§ What is expected: Output, with no changes, the span of lines that opens with the line containing "Tag one point on every instance of the tree in" and closes with the last line.
────────
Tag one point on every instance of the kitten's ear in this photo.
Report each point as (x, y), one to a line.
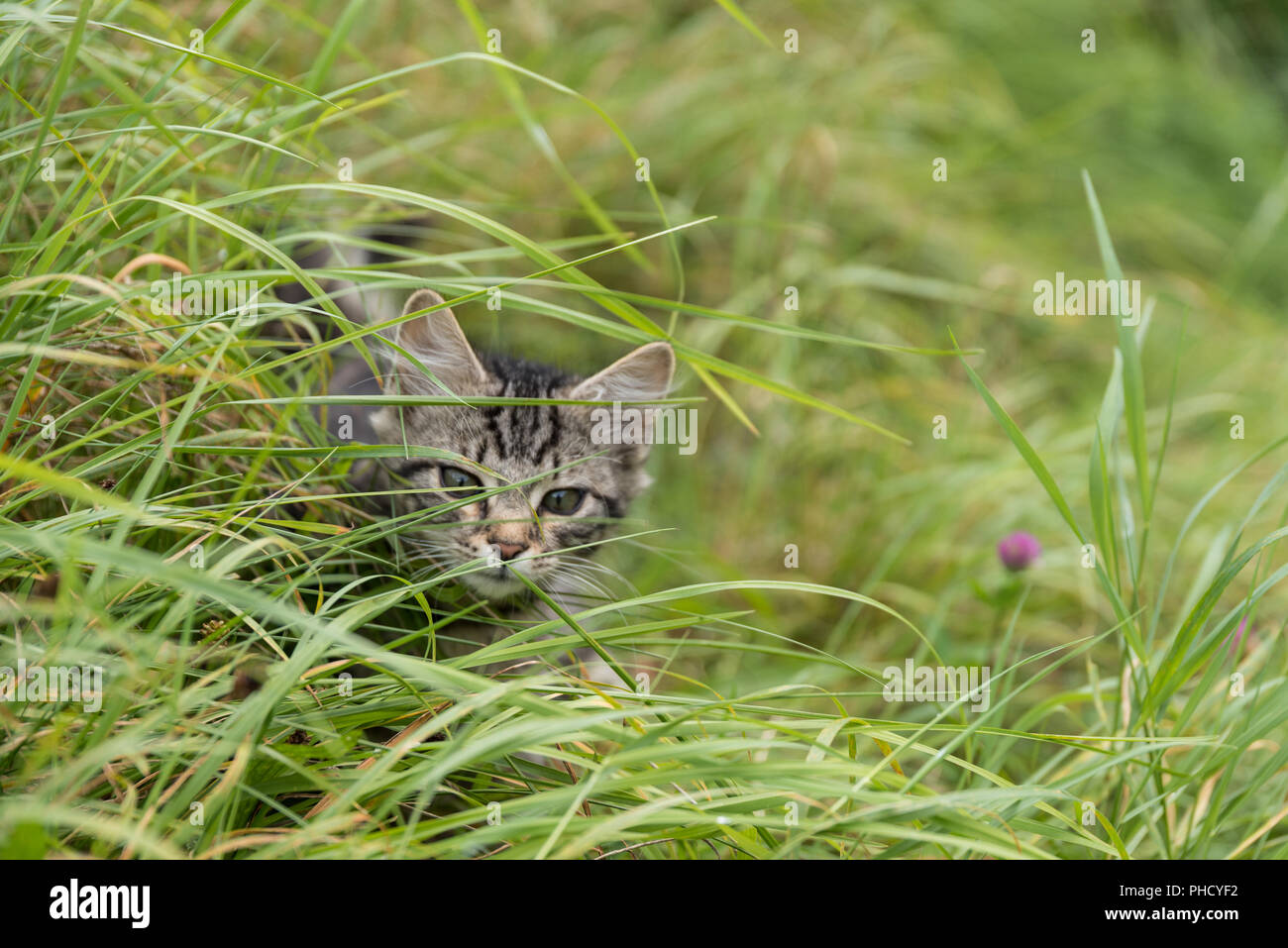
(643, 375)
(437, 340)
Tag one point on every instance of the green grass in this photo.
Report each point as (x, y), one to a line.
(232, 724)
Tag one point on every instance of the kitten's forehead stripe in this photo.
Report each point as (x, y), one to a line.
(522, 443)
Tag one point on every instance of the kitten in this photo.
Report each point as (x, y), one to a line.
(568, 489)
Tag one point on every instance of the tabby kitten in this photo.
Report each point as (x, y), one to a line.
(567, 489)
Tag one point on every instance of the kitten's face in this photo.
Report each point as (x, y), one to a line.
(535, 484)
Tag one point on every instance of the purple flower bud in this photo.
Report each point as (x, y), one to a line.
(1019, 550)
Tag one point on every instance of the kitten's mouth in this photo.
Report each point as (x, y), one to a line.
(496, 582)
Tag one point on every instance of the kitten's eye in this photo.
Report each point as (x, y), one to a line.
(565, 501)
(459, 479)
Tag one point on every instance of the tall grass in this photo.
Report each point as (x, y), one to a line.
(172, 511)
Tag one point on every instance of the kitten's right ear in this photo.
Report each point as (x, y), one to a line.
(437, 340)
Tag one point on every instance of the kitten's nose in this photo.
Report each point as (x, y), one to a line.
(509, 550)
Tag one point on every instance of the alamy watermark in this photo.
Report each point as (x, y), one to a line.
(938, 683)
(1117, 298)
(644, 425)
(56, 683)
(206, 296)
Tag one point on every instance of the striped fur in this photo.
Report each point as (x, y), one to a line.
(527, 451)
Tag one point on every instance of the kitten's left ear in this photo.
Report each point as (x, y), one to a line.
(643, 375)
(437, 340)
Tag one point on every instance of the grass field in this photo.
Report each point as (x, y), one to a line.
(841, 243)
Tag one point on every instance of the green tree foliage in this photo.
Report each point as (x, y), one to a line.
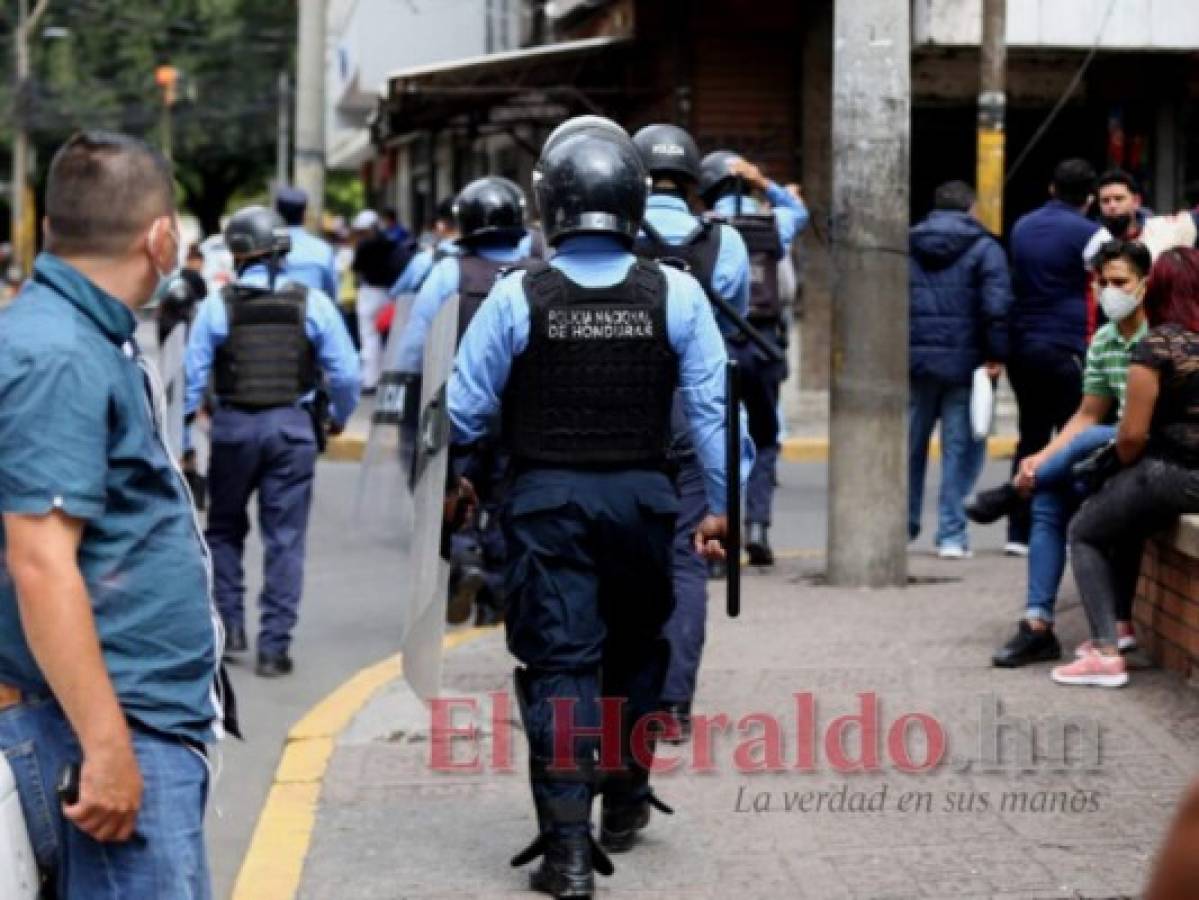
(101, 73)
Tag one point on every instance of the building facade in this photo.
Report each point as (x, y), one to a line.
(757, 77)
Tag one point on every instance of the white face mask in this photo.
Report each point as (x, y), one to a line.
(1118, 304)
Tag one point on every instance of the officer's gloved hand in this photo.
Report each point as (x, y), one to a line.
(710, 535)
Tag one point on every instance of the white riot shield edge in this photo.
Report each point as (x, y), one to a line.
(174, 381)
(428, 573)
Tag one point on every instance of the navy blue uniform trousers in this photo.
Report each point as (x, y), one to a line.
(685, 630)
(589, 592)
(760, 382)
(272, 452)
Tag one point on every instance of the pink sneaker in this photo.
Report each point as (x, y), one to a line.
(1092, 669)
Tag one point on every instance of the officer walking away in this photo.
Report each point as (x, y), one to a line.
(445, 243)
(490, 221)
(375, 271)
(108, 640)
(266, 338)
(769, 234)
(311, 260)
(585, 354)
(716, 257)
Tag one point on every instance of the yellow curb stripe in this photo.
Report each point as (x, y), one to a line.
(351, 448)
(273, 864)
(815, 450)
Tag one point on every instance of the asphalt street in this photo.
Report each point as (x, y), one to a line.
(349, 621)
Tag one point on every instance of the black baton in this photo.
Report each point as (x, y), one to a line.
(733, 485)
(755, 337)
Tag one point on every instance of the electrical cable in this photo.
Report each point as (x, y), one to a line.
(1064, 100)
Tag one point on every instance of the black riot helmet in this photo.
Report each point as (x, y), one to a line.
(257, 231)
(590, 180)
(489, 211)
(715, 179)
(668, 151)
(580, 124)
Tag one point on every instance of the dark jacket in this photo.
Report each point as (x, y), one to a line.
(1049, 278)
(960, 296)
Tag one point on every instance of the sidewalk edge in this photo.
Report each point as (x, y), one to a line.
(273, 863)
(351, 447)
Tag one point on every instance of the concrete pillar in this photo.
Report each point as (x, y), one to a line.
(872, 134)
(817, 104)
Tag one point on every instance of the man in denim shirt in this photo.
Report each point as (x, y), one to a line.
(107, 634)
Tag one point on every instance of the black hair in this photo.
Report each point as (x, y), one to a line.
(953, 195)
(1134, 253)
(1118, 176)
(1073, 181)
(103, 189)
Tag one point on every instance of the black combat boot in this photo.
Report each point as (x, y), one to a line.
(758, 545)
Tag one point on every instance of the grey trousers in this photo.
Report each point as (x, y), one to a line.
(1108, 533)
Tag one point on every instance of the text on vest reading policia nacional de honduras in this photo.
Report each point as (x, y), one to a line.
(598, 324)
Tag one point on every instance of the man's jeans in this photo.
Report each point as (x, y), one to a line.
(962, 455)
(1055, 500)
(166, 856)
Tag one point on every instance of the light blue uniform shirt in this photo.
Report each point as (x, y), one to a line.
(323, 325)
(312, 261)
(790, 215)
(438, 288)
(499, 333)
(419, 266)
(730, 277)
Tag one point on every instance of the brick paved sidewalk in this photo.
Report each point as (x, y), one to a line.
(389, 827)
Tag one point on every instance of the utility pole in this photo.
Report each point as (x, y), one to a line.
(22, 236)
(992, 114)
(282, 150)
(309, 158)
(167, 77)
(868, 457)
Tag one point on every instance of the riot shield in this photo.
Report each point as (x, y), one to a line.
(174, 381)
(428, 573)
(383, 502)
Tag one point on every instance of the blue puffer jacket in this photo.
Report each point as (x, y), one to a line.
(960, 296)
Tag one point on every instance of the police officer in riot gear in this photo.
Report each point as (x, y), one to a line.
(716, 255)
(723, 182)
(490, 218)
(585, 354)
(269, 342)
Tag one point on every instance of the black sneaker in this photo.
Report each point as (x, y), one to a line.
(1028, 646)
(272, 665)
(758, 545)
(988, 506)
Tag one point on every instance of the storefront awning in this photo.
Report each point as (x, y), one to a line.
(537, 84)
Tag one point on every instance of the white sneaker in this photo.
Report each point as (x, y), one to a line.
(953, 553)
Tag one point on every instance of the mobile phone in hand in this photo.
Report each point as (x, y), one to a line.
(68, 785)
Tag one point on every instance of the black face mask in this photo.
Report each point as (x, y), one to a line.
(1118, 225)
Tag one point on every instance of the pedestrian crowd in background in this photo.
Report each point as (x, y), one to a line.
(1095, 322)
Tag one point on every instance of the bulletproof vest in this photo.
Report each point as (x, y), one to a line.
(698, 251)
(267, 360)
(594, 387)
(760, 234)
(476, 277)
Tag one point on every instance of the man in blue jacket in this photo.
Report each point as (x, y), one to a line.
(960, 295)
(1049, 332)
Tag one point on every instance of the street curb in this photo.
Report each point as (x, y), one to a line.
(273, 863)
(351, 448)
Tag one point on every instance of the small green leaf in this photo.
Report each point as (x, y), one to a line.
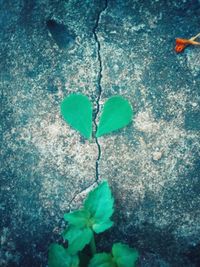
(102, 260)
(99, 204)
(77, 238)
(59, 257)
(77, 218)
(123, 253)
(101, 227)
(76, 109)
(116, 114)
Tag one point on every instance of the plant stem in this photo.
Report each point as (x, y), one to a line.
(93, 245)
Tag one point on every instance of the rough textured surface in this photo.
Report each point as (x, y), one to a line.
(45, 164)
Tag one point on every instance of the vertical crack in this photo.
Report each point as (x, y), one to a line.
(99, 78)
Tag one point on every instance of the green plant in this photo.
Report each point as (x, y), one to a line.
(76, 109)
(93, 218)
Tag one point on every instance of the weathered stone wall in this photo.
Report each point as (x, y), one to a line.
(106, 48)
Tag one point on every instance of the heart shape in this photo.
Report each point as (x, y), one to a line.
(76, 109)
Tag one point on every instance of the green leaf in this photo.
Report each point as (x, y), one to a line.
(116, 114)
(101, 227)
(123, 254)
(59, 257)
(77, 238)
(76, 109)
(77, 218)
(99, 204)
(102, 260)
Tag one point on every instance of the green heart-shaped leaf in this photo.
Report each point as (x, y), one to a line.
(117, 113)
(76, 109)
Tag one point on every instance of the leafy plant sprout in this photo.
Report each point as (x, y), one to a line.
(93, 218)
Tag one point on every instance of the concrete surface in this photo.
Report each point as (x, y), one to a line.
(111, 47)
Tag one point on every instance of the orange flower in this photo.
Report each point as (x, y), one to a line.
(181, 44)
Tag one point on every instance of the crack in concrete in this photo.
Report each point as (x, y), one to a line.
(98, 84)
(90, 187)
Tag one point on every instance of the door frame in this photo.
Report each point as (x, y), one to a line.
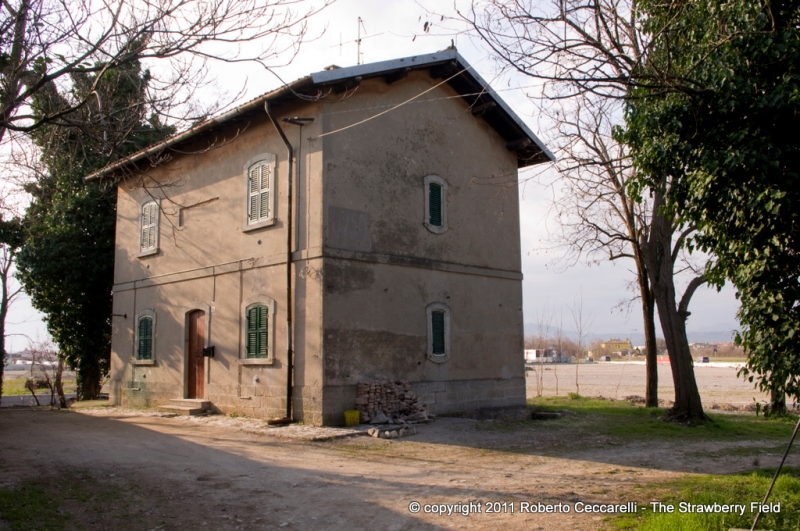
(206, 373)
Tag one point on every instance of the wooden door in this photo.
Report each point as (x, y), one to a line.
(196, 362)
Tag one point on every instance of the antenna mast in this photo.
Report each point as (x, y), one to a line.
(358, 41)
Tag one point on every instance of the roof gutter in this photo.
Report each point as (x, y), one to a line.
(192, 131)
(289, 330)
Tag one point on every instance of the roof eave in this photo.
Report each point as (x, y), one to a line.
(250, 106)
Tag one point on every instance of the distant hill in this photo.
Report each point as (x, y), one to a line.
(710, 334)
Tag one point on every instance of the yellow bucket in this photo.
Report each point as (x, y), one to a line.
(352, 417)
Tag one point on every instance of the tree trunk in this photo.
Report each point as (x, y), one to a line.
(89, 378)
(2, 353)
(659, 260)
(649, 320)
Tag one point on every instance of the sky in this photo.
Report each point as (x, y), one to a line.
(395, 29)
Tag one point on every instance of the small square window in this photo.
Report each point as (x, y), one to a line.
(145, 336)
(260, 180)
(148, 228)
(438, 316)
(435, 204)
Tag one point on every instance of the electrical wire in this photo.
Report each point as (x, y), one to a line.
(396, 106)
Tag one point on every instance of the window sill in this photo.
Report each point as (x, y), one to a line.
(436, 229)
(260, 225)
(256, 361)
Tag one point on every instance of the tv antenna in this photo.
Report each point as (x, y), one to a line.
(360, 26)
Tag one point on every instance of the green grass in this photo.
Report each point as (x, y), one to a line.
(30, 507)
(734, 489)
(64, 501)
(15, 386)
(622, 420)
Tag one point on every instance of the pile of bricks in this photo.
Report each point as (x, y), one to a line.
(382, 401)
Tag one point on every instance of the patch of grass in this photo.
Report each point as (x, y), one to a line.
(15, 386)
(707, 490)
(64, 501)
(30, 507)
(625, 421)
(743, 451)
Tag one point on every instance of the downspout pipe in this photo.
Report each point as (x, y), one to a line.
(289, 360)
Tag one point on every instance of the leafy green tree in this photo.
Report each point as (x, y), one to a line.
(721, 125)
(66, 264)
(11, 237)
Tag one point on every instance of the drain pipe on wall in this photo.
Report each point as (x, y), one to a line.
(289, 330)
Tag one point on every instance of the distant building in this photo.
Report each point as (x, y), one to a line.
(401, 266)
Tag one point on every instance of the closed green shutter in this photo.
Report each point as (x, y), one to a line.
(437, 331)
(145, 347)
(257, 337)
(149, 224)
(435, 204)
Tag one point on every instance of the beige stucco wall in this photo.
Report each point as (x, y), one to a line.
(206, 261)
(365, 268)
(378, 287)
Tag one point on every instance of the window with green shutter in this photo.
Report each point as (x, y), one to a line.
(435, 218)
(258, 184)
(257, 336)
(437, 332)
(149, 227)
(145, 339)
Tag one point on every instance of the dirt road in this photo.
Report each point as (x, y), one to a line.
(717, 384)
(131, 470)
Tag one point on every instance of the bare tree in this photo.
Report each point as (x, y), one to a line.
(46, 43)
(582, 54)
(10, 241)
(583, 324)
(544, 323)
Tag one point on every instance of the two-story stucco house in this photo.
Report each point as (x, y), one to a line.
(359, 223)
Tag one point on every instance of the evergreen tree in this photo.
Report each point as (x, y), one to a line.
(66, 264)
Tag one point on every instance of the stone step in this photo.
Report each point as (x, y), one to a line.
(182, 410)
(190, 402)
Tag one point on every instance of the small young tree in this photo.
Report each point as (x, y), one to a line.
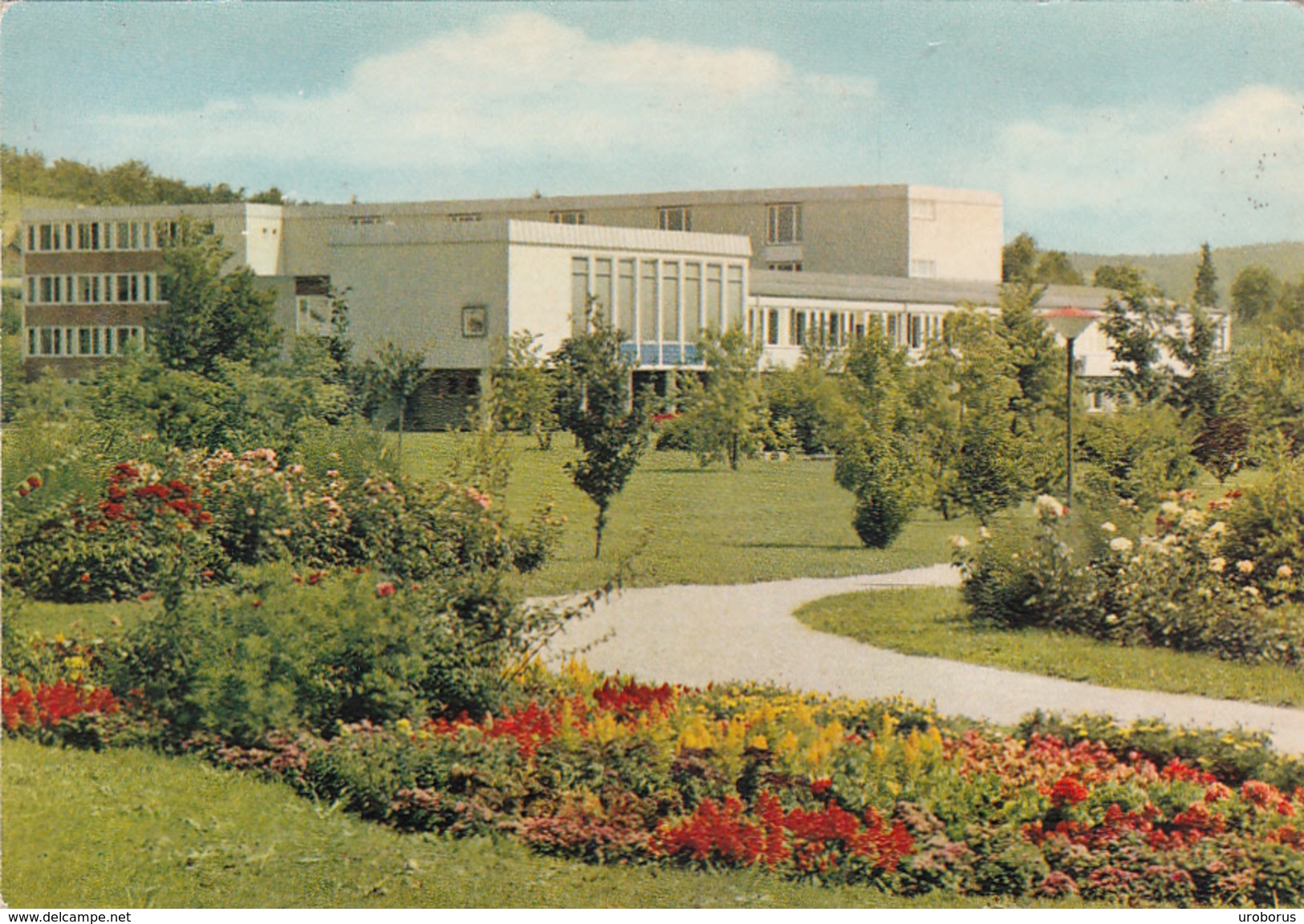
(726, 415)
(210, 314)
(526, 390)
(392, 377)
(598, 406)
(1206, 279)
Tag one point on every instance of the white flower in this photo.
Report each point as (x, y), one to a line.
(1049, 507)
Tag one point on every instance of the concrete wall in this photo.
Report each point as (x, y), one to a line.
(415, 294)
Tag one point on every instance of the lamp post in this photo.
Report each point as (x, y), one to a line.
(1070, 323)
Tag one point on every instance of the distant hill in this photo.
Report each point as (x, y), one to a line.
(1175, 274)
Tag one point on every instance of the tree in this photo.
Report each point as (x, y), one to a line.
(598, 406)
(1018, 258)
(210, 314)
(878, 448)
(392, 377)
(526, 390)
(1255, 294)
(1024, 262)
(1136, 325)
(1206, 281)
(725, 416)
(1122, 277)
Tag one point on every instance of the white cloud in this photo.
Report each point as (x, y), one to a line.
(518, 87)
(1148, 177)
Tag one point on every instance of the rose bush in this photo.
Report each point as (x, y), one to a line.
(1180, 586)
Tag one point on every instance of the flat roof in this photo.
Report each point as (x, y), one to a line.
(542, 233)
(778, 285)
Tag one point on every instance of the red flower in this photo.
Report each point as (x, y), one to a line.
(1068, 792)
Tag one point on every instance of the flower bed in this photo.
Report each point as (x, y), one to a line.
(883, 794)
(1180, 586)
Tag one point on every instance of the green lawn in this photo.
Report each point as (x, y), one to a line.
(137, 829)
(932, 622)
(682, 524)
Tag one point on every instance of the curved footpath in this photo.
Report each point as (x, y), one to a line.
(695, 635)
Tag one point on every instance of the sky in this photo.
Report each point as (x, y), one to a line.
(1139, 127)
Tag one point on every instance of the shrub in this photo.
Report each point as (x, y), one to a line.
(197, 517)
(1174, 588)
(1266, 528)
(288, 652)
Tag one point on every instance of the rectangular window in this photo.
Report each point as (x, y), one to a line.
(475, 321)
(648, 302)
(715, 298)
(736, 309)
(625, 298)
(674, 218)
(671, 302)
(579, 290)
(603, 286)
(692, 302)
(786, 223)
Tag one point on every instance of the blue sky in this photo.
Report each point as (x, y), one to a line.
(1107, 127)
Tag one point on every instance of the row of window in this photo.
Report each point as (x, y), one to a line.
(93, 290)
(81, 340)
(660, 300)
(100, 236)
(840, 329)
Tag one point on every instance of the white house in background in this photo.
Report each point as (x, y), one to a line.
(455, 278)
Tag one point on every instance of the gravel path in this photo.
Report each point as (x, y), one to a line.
────────
§ Exercise answer:
Tag one point on every instance of the tree in this photo.
Report each point as (x, y), one to a line.
(598, 406)
(1018, 258)
(210, 314)
(878, 448)
(392, 377)
(526, 390)
(1255, 294)
(1024, 262)
(1136, 325)
(1206, 281)
(725, 416)
(1122, 277)
Tag one point on every instance of the white cloud in this photo.
Report each point as (x, y), one to a line.
(518, 87)
(1148, 177)
Tag one point on every instance of the rose bush in this photo.
Report each point as (x, y), one to a line.
(1180, 586)
Tag one point on every instance of the flat roof in this photo.
Report each point as (x, y), one to a line.
(542, 233)
(778, 285)
Tag one point on every instance of the red flower in this photo.
Report each point as (x, y), one to a line.
(1068, 792)
Tag one point on every instance of the flower bed in this photo.
Report each point as (x, y), one to a line.
(883, 794)
(1180, 586)
Tag one point on every instance of the green lawn in this photo.
Report each point as (x, y), one to a line.
(137, 829)
(932, 622)
(682, 524)
Tag one point on every instance of the curved footpath in this photo.
Report each point as (x, y), one to a line.
(695, 635)
Tag one point on every instance of the sky in this photo.
Report each point as (x, y), one to a line.
(1139, 127)
Tag one point on every instance of the shrub in this photo.
Report each point as (x, y), one to a line.
(197, 517)
(1174, 588)
(1266, 528)
(288, 652)
Tag one point on every instance of the rectangular window in this photo.
Report each point as (x, y), one to a line.
(475, 321)
(648, 302)
(715, 298)
(736, 309)
(625, 298)
(674, 218)
(671, 302)
(579, 290)
(603, 286)
(692, 302)
(786, 223)
Tag one point on every instance of the blue sky in this photo.
Report each point as (x, y), one to a line.
(1107, 127)
Tag one point on every instance of the row of window in this photo.
Report each point as (x, y), one to a line.
(93, 290)
(81, 340)
(660, 300)
(100, 236)
(840, 329)
Tag one point on every instance of the white house in background in this photo.
Report each point as (x, y), one to a line.
(455, 278)
Tag one point on every instance of the gravel path in this photo.
Report each point as (x, y), one to a line.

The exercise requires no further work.